» Written exercise A
Pull out each line of the records below that contains the string "lawn".

---------- Text to read ----------

Rare Book Monthly

Articles - May - 2021 Issue

A Solution in Search of a Problem: Tchotchkes

If you are collecting books no one needs to think where they will put them because book shelves are a basic design element.  Shelves are everywhere.  Manuscripts, often slim and fragile, however are often placed in cases to protect and provide an identifiable presence.  For maps that display well, the options are many .  For ephemera, the display and management of what are often thousands of examples, will have electronically managed futures with a variety of physical structures to control, organize and maintain the collection.

 

But for random sundries the challenges are more complex and their future as displayables, less clear.

----------

» Written exercise B
Copy out the passage of the tchotchkes article above word for word, beginning at the words "Rare Book Monthly" and stopping after "maintain the collection.".

---------- Task inputs ----------

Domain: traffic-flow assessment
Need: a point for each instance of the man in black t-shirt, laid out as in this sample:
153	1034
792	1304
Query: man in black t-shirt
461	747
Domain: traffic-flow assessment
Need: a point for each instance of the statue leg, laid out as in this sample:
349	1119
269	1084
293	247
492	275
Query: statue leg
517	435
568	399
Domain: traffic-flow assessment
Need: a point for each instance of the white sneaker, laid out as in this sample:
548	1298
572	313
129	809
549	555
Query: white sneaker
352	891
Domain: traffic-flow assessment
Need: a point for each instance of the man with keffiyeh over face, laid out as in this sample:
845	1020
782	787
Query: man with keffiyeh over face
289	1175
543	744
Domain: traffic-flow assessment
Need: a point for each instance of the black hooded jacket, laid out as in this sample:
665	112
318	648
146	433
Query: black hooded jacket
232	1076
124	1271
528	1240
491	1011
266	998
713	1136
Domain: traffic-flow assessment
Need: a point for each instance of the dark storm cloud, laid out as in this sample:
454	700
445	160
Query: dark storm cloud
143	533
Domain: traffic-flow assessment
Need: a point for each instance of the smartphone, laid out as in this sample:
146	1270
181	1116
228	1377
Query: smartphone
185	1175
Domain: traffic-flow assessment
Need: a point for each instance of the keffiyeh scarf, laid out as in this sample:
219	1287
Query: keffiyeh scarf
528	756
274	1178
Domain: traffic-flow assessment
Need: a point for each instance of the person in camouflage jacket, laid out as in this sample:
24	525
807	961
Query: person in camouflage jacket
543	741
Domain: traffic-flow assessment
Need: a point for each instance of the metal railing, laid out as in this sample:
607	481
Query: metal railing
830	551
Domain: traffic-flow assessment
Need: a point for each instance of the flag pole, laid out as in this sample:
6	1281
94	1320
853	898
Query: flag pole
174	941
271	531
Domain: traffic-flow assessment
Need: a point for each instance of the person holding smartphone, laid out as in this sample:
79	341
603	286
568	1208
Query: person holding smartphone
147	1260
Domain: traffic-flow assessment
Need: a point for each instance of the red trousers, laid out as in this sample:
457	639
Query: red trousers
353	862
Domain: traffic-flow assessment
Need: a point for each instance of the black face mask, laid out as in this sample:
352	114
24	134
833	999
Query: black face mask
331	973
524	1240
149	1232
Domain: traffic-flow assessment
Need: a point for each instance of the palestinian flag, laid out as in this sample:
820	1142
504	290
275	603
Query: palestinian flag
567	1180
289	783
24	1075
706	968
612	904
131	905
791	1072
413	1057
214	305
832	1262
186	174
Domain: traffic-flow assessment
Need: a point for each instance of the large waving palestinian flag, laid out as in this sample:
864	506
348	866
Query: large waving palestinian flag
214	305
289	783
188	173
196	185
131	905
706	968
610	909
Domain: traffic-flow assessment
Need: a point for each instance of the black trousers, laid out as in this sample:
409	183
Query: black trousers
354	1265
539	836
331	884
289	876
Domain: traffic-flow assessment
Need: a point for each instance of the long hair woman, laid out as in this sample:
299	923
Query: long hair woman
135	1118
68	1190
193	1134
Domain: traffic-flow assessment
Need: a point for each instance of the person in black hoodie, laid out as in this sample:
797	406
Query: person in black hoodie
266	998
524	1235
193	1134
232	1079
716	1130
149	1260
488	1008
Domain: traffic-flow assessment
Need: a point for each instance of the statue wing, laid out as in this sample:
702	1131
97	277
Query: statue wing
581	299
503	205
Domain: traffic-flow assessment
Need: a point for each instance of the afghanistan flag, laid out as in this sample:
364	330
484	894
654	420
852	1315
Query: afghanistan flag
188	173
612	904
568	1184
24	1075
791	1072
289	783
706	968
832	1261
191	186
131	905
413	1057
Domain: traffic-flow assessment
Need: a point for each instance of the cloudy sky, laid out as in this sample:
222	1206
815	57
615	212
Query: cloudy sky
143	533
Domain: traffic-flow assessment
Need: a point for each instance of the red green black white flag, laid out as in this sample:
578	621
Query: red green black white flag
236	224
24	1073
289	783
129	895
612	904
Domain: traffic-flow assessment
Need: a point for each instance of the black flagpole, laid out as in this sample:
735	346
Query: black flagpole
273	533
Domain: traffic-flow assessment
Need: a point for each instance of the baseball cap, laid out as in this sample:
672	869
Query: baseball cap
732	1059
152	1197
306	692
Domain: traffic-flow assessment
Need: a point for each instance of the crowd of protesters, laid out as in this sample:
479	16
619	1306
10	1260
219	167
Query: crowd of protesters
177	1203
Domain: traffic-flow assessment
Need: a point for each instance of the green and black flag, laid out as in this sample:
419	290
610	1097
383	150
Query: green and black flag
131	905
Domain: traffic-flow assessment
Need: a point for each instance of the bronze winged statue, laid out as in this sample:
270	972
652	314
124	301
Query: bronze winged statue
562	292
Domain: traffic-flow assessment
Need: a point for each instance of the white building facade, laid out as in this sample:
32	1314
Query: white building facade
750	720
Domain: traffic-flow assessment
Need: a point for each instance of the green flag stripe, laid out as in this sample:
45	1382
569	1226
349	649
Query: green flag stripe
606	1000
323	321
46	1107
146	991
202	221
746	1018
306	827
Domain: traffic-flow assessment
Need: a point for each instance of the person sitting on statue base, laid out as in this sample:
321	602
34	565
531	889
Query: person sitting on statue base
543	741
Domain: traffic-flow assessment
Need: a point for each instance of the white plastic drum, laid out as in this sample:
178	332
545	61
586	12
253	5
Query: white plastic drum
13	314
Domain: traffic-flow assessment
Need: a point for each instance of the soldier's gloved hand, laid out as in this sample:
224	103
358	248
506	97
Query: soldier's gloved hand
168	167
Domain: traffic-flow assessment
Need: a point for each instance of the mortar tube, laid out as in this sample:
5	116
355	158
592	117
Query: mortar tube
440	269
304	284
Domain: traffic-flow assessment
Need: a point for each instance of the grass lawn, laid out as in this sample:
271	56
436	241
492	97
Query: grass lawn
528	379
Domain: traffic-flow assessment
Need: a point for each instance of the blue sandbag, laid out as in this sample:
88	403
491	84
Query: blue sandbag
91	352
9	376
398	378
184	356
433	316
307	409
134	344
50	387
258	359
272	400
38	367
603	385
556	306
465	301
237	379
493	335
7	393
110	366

----------

» Problem solution A
Need: a point for each instance of the grass lawn, laid out as in this sample:
Query: grass lawn

» Problem solution B
Rare Book Monthly

Articles - May - 2021 Issue

A Solution in Search of a Problem: Tchotchkes

If you are collecting books no one needs to think where they will put them because book shelves are a basic design element.  Shelves are everywhere.  Manuscripts, often slim and fragile, however are often placed in cases to protect and provide an identifiable presence.  For maps that display well, the options are many .  For ephemera, the display and management of what are often thousands of examples, will have electronically managed futures with a variety of physical structures to control, organize and maintain the collection.